#### [CONSEGNA]
Continua il testo sulla crisi economica e finanziaria del mondo occidentale, riprendendo subito dopo la sua ultima frase.

#### [ESTRATTO]
Tutto prevedibile....o quasi..

Il mondo occidentale è nel pieno di una ampia crisi economica e finanziaria, che l'ha praticamente colto di sorpresa. Ma è veramente tutto così sorprendente?

Per capirne di più è forse opportuno porci due domande.


La prima è: cosa vuol dire che una Nazione ha un pesante debito pubblico? Vuol dire, come succede anche nel caso delle famiglie, che ha dovuto contrarre debiti perché non era in grado di far fronte alle spese con il proprio reddito abituale. Vuol dire, in termini macroeconomici, che ha vissuto, e forse sta vivendo, consumando più di quanto sta producendo.

La seconda domanda è: cosa è la speculazione finanziaria? Scopo classico, legittimo ed utile, della finanza è la raccolta dei soldi dei risparmiatori per indirizzarli (tramite l'acquisto di azioni, obbligazioni o titoli misti) verso le necessità di investimento di aziende private o pubbliche, nazionali o internazionali. Le operazioni speculative, invece, prescindono completamente da questo scopo; sono operazioni che si esprimono in artifici o altri strani meccanismi che permettono di accrescere i propri soldi senza portare alcun beneficio concreto all'economia reale.

#### [DATI MOSTRATI]
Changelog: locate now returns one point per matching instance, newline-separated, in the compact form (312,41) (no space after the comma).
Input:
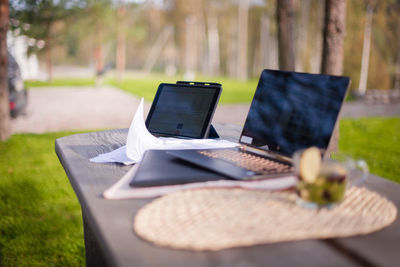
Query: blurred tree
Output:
(334,32)
(120,57)
(5,130)
(243,21)
(44,21)
(333,49)
(362,86)
(286,35)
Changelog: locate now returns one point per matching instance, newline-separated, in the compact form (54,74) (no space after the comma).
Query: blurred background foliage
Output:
(200,37)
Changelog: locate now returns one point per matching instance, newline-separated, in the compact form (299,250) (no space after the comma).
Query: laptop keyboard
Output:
(257,164)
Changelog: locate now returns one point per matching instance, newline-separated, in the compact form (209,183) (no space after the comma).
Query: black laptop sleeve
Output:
(158,168)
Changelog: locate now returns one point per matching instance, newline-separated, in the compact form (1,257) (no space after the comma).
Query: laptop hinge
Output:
(270,154)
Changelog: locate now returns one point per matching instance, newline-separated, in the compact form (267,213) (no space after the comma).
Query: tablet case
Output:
(210,132)
(158,168)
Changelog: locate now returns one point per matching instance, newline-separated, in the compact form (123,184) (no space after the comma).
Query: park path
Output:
(91,108)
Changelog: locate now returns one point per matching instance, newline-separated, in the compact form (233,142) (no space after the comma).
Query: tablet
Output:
(184,109)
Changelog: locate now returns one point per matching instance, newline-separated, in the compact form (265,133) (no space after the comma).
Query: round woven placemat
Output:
(213,219)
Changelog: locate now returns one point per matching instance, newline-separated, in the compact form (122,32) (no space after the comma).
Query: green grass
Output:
(145,85)
(377,140)
(40,217)
(233,91)
(61,82)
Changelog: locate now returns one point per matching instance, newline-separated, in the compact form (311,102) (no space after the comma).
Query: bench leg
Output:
(94,254)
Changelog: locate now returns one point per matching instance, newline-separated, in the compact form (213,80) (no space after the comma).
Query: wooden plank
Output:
(110,221)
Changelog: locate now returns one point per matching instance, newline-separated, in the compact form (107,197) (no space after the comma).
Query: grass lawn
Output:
(40,217)
(61,82)
(233,91)
(377,140)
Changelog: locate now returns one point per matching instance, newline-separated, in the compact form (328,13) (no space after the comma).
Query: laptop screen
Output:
(292,110)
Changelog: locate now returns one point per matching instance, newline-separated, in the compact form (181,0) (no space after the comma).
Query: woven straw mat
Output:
(224,218)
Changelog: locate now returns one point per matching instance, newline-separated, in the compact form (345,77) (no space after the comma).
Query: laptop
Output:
(290,111)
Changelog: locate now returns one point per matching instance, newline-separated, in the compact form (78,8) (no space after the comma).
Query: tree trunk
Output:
(5,129)
(213,45)
(334,32)
(397,75)
(333,49)
(49,60)
(362,87)
(242,39)
(286,37)
(120,57)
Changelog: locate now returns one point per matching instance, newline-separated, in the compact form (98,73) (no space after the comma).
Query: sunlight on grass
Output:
(377,140)
(233,91)
(145,85)
(41,223)
(61,82)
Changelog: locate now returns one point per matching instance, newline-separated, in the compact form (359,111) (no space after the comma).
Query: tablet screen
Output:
(182,110)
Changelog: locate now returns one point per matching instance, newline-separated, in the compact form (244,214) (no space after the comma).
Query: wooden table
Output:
(111,241)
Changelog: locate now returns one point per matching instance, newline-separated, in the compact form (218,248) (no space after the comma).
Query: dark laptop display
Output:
(293,110)
(290,111)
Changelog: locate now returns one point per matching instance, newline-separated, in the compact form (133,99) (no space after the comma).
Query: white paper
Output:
(140,139)
(122,189)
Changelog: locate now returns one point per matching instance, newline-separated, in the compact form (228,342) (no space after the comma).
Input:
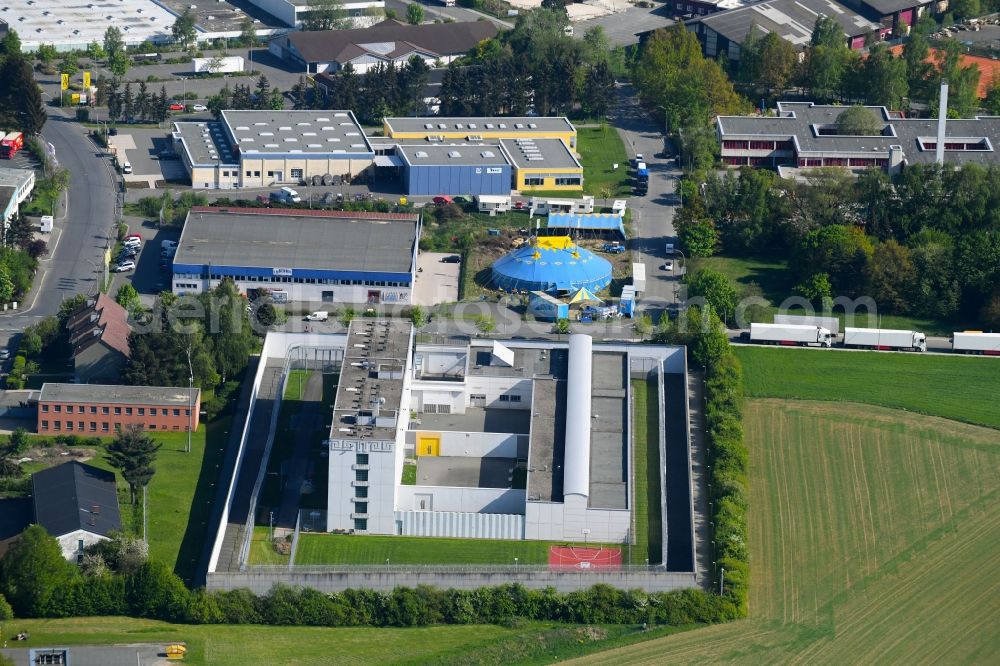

#### [RISPOSTA AL COMPITO]
Due classici esempi di speculazione si hanno: 1) quando si vendono al prezzo N alcuni titoli senza averne il possesso (prevedendone il calo di valore) per poi riacquistarli a breve ad un prezzo minore di N e lucrando sulla differenza fra i due prezzi; 2) quando si acquistano titolo che praticamente consistono in scommesse su un default parziale o totale di una Nazione (c'è che ha guadagnato miliardi di dollari scommettendo sulla perdita della 3 A da parte degli USA. In entrambi questi esempi le operazioni speculative portano al ribasso delle Borse a prescindere dalla realtà concreta dell'economia.


Tornando alla domanda iniziale, possiamo con tranquillità affermare due elementi di fatto:

  1. tutti i Paesi dell'occidente (più marcatamente quelli dell'Europa meridionale) hanno continuato dagli anni '60 ad oggi, a praticare politiche keynesiane di aumento del debito pubblico, incrementando, senza copertura reale, la spesa pubblica non tanto per l'attuazione di investinenti produttivi necessari, quanto piuttosto per motivi clientelari e elettorali.

  2. Buona parte della ricchezza in possesso delle famiglie, spesso ignare, era originata da investimenti finanziari frutto di operazioni speculative da parte di banche e altri organismi finanziari. Tutto ciò a valle di un mentalità che prevedeca come normale e inevitabile la crescita dei mercati finanziari.

La crisi dei titoli subprime statunitensi dovuta all'impossibilità da parte delle famiglie americane di pagare titoli a tasso crescente sui mutui delle proprie case (titoli a rischio altissimo che le banche avevano disperso su miriade di risparmiatori “impacchettandoli” in loro obbligazioni) ha funzionato da detonatore di una situazione di crisi.

Ma era prevedibilissimo che la crisi sarebbe prima o poi scoppiata. Non si può vivere per troppo tempo al di sopra delle proprie possibilità, prescindendo completamente dai dati reali del reddito conseguito a fronte del lavoro prodotto.

E' una responsabilità piena della maggioranza degli economisti e di tutta la classe politica occidentale aver chiuso (forse anche dolosamente) entrambi gli occhi su questo sbocco inevitabile.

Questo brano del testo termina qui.